■ What to work on ■
Reproduce every line of the data below verbatim, changing nothing.

* BEGIN *

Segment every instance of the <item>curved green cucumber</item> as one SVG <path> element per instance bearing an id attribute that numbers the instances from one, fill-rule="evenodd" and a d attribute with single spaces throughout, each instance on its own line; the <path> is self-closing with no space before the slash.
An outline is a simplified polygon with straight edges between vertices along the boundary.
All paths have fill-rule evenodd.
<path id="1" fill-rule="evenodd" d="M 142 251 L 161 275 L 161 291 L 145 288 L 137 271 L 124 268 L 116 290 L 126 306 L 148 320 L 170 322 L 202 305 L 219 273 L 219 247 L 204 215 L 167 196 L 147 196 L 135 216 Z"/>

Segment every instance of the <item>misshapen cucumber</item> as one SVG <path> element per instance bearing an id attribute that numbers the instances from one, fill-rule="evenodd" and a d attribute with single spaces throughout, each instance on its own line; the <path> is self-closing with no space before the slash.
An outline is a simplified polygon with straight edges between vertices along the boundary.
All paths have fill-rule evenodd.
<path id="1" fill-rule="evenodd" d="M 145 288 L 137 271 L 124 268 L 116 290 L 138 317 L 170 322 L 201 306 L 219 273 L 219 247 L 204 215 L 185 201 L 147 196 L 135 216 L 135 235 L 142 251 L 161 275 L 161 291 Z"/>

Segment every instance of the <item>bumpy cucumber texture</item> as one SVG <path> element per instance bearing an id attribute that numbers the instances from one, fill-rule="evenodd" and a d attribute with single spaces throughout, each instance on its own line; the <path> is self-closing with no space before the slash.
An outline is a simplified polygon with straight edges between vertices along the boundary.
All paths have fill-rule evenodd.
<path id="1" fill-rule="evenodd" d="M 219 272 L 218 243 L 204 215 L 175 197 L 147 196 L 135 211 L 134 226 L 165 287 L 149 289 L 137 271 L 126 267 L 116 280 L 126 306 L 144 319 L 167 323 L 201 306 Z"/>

* END *

■ In response ■
Segment every instance of the <item>curved green cucumber</item> as one SVG <path> element per instance bearing an id attribute that numbers the instances from one, fill-rule="evenodd" and a d attribute with single spaces throughout, each instance on its own line; the <path> is self-closing with no space before the slash.
An outline is a simplified polygon with straight edges between vertices along the boundary.
All paths have fill-rule evenodd.
<path id="1" fill-rule="evenodd" d="M 142 251 L 161 275 L 161 291 L 145 288 L 137 271 L 124 268 L 116 290 L 126 306 L 148 320 L 170 322 L 202 305 L 219 273 L 219 247 L 204 215 L 167 196 L 147 196 L 135 216 Z"/>

Segment every instance of the <item>misshapen cucumber</item> as one SVG <path> element per instance bearing an id attribute that numbers the instances from one, fill-rule="evenodd" and a d attribute with single spaces throughout, each instance on its own line; the <path> is self-closing with no space before the slash.
An outline is a simplified polygon with straight edges between vertices along the boundary.
All paths have fill-rule evenodd.
<path id="1" fill-rule="evenodd" d="M 145 288 L 137 271 L 124 268 L 116 290 L 138 317 L 170 322 L 201 306 L 219 273 L 219 247 L 204 215 L 185 201 L 147 196 L 135 216 L 135 235 L 142 251 L 161 275 L 161 291 Z"/>

Segment every instance of the <item>bumpy cucumber texture</item> as one SVG <path> element per instance bearing an id attribute that numbers the instances from one, fill-rule="evenodd" and a d attribute with single spaces throughout, each instance on its own line; the <path> is self-closing with no space before the slash.
An outline is a simplified polygon with straight edges between vertices along the boundary.
All paths have fill-rule evenodd.
<path id="1" fill-rule="evenodd" d="M 219 272 L 218 243 L 204 215 L 175 197 L 147 196 L 135 211 L 134 226 L 165 287 L 149 289 L 137 271 L 126 267 L 116 280 L 126 306 L 144 319 L 167 323 L 201 306 Z"/>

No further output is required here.